** Opening Record set block **
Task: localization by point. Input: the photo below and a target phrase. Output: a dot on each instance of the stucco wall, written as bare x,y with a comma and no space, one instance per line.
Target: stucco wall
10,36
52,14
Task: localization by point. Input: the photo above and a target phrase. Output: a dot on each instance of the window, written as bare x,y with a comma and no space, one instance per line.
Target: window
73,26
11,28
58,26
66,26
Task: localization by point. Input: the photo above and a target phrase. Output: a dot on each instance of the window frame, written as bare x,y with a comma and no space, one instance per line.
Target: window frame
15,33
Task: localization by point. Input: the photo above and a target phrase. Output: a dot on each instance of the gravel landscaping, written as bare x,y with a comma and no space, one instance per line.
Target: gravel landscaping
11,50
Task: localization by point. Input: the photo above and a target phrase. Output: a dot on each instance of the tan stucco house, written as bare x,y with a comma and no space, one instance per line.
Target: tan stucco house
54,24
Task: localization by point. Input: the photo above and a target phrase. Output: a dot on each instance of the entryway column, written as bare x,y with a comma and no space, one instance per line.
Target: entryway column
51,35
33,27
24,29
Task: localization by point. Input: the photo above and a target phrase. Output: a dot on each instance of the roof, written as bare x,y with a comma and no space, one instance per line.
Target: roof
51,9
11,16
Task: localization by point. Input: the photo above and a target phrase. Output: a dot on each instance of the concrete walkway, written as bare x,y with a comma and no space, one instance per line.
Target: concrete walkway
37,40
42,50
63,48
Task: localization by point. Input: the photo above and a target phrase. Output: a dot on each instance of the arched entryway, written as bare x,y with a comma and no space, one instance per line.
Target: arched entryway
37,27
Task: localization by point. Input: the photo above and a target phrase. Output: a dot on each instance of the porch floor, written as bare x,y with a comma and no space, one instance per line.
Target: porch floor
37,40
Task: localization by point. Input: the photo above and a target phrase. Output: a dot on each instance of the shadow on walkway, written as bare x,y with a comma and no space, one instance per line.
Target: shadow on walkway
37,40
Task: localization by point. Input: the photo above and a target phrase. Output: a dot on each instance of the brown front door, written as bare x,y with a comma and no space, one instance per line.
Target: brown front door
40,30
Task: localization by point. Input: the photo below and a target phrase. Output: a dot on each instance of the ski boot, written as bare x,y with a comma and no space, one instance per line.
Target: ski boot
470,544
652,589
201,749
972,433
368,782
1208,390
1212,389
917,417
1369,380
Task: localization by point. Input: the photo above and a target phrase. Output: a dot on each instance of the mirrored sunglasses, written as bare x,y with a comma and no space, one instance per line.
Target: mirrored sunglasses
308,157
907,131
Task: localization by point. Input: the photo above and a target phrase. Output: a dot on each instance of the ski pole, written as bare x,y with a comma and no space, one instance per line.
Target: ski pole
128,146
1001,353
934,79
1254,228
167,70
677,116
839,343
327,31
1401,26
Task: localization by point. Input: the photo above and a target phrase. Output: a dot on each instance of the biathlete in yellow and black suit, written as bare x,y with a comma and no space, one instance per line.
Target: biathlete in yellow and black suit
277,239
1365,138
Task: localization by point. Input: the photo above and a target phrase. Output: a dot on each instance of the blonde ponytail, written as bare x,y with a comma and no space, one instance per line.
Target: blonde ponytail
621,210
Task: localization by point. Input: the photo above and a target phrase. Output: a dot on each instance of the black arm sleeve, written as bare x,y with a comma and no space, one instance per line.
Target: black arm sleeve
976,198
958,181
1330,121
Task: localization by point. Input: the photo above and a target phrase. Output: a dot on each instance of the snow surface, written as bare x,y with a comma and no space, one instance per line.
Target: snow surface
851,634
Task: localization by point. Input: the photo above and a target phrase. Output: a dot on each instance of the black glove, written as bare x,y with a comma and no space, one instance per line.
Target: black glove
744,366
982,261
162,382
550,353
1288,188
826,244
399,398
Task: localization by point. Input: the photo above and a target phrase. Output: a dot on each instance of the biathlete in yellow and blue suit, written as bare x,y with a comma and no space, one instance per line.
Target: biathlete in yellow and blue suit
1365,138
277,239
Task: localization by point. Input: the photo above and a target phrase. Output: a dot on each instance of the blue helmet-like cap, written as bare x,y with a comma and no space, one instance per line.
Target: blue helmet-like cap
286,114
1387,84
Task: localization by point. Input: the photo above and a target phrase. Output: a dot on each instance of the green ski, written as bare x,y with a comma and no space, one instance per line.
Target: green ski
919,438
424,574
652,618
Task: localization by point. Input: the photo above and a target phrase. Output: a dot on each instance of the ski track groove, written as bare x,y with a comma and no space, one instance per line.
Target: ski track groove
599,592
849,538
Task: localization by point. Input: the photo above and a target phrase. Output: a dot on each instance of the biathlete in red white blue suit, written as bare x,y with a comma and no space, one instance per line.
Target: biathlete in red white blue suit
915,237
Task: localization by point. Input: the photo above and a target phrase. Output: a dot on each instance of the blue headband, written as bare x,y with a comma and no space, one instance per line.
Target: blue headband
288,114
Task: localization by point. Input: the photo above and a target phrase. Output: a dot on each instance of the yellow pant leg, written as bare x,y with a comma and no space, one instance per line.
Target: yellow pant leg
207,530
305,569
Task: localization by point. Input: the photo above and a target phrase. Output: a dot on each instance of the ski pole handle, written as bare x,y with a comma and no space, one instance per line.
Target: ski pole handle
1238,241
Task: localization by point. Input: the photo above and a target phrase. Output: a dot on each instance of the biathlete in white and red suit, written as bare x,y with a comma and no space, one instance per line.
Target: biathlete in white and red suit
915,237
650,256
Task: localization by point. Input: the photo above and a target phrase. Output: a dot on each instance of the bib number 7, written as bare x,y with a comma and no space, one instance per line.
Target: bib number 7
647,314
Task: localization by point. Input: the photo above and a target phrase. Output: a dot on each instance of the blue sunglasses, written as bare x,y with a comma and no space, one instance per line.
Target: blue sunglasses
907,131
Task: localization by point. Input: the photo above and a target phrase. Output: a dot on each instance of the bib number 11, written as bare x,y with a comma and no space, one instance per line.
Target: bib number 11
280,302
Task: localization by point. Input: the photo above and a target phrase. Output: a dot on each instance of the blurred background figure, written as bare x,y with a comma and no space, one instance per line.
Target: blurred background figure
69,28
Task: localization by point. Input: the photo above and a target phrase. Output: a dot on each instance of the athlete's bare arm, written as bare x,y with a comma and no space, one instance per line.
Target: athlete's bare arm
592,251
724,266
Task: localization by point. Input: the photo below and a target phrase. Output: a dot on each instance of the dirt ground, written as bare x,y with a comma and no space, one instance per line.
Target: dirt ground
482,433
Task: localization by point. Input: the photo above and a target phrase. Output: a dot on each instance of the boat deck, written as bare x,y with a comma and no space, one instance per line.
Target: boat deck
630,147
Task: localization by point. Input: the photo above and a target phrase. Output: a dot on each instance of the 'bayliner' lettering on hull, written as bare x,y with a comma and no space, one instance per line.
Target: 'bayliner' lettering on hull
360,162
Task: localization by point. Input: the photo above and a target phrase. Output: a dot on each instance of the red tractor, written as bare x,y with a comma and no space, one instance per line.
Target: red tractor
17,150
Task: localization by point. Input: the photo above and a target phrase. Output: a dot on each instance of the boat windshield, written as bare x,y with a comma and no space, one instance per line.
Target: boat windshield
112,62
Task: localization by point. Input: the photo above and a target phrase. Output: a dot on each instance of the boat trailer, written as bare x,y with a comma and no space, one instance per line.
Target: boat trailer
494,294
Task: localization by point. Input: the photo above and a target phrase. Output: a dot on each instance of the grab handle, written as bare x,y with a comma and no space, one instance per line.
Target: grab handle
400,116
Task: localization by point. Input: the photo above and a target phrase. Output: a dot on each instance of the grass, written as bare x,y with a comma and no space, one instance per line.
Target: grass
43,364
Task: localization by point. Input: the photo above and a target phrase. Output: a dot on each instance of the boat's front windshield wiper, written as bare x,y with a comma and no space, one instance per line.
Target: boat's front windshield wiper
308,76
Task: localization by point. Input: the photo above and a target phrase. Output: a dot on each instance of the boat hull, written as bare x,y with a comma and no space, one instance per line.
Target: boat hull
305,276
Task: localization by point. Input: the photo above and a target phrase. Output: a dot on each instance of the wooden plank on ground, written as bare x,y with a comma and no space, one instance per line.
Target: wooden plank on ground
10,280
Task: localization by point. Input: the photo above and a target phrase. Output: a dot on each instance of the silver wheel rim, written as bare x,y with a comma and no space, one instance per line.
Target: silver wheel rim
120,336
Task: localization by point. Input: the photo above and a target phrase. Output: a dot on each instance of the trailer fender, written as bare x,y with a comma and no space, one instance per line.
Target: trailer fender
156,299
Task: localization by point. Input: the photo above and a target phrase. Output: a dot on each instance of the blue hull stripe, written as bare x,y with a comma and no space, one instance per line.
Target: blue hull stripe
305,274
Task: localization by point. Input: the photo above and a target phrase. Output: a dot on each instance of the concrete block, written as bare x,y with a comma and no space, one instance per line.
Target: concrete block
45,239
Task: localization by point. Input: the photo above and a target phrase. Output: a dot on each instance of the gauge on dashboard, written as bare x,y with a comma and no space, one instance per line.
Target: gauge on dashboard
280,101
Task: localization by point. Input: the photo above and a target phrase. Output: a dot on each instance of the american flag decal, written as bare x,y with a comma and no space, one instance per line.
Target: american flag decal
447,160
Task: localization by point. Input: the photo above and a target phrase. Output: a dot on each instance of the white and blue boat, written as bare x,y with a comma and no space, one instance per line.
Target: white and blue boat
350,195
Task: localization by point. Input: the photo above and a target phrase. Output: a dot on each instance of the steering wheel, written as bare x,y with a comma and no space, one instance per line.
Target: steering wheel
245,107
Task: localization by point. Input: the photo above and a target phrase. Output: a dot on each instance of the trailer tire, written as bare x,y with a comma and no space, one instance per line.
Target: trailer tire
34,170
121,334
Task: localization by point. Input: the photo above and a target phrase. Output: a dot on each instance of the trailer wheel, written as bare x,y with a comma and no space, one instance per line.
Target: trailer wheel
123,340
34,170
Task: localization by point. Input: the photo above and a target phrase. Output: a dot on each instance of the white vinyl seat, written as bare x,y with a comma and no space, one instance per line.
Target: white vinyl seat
** Closing Record set block **
## Task prompt
Copy only this part of the entries above: the line with "the roof, written", the line with "ski pole, written", and the lines between, all exactly as written.

## Exercise result
Task: localization by point. Input: the photo above and a target phrase. Output: a dot on each instance of the roof, written as bare x,y with a comma and no space, one instance per line.
Target: roof
51,9
11,16
Task: localization by point. Input: the photo above and a target phrase. Output: a dot on each instance of the concrete walkway, written as bare x,y with a comma and no space, one instance per line.
Target: concrete walkway
37,40
42,50
63,48
Task: localization by point. Input: the photo above and a target phrase. Output: a dot on each instance of the arched entryway, written as bare x,y with a comma and no space, one instance per line.
Target: arched entryway
37,27
Task: localization by point. Input: the photo above and a target phrase. Output: a dot on each instance of the porch floor, written as bare x,y with a comma and no space, one instance per line.
Target: porch floor
37,40
Task: localization by point. Input: the photo above and a target phrase. Output: a dot on each instance of the shadow on walkway, written as bare x,y with a comma and no space, one instance per line.
Target: shadow on walkway
37,40
Task: localization by point. Input: the photo above and a target phrase. Output: a dot on each instance of the brown front door, written as bare x,y with a comma and no space, one instance per line.
Target: brown front door
40,30
Task: localization by point. Input: the photo below and a target phrase. Output: a dot on each instance of the ski boot, written as bare x,y with a comma and no space, one instance per line.
Target: ski boot
470,544
652,589
201,749
972,433
368,782
1208,390
1212,389
917,417
1369,380
Task: localization by point. Input: the photo above and a target phrase. Output: a dot on each instance of the mirrored sunglasses, written as bare x,y with a comma and no space, one instance per line.
Target: mirrored sunglasses
308,157
907,131
Task: localization by point. Input: the photo above and a target phrase. Output: a dot on each instance of the ski pole, written as bare x,y with a comma and no space, one instance per line.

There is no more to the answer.